Convert the rows below into a two-column CSV with the headers "text" and "points". Give one CSV line for each row: put the row's text in one quoted field and its points in another, with line breaks replaced by spaces. Cover every row and leave the pictures out.

-------- Data shown --------

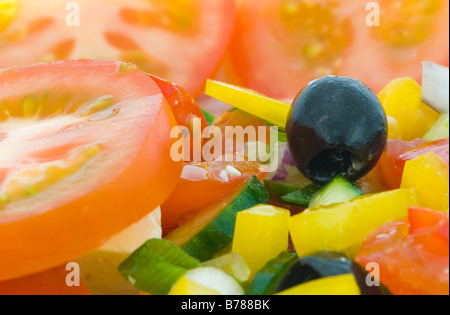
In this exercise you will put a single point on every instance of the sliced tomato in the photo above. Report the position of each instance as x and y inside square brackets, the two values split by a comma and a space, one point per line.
[203, 184]
[84, 153]
[48, 282]
[281, 45]
[181, 41]
[183, 105]
[186, 111]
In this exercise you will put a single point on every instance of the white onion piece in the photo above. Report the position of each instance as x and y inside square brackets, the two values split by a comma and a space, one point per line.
[435, 86]
[215, 279]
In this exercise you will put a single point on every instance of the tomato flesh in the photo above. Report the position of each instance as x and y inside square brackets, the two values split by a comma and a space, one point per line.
[167, 38]
[88, 156]
[409, 264]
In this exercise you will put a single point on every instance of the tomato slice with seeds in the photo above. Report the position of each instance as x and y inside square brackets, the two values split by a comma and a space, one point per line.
[287, 43]
[167, 38]
[84, 153]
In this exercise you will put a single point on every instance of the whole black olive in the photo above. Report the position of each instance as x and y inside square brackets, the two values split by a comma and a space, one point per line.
[336, 125]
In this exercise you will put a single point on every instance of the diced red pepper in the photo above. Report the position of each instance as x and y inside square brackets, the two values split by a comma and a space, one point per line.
[398, 152]
[420, 218]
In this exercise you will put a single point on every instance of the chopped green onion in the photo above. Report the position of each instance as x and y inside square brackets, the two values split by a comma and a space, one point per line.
[156, 266]
[232, 263]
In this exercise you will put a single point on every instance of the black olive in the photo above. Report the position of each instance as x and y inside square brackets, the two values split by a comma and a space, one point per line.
[328, 264]
[320, 265]
[336, 125]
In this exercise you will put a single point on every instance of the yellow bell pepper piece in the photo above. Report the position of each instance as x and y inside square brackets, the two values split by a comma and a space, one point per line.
[185, 286]
[343, 227]
[261, 233]
[428, 174]
[402, 100]
[394, 129]
[336, 285]
[268, 109]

--------

• [Completed task]
text,points
"In this exercise you will put a single point on every instance of the sliced tomato in the photo above. Report the position of each instance as x and y inside square brackets, the two values split by a comma and a space, one point per line.","[203, 184] [84, 153] [48, 282] [281, 45] [181, 41] [183, 105] [186, 111]"
"In this exercise you will put a single point on every instance of the white onion piece in the photo above. Report the position of each instance as x and y inside square brackets, the two values split by a comma and a space, one point per line.","[435, 86] [215, 279]"
"In this exercise you will put a single point on every instance of the tomato flesh in the photo above. Report the position of each instance as x and y inside square brackets, the two values split by a comma and a space, one point per line.","[167, 38] [88, 156] [409, 264]"
"In this exercise you will put a single point on every instance of the tomato slice with seeds in the photo above. Report the position of each instance as x and y inside square brackets, the two values split by a comma and a space, one point per line.","[287, 43] [167, 38] [84, 153]"
"In this exercise you will put a single point on every instance of the whole black olive in the photo above. Report the position of each instance as x and y inside square brackets, the two values split by a comma and a space, one point per line.","[336, 125]"
"In this exercise you will put a single point on every instance of the diced red pepper in the photo above. Report the position of each instance as x and y inside square brackets, the two values split by a comma and a space, one point per line.","[398, 152] [420, 218]"
"In this exercise you will put a single point on every instance of the chopped green onion in the photo above. Report the position of each instance as x and y inside square brackets, the two values split by a comma and a space, one point per line.","[156, 266] [232, 263]"
"In this exercise you will put a single point on every instance of the black olive in the photo above. Report the position of each instance as x and y inside square brackets, the two values split by a comma and a space, one point per line.","[328, 264] [320, 265] [336, 125]"
"In this exercise you will put a single point on every instance of the yellow bell pepper piece in the photo above. Report the position of each instance as x and y inside square brackets, the two values split by a comma and a space, one point per line.","[185, 286] [343, 227] [261, 233] [428, 174] [402, 100] [394, 129] [336, 285] [268, 109]"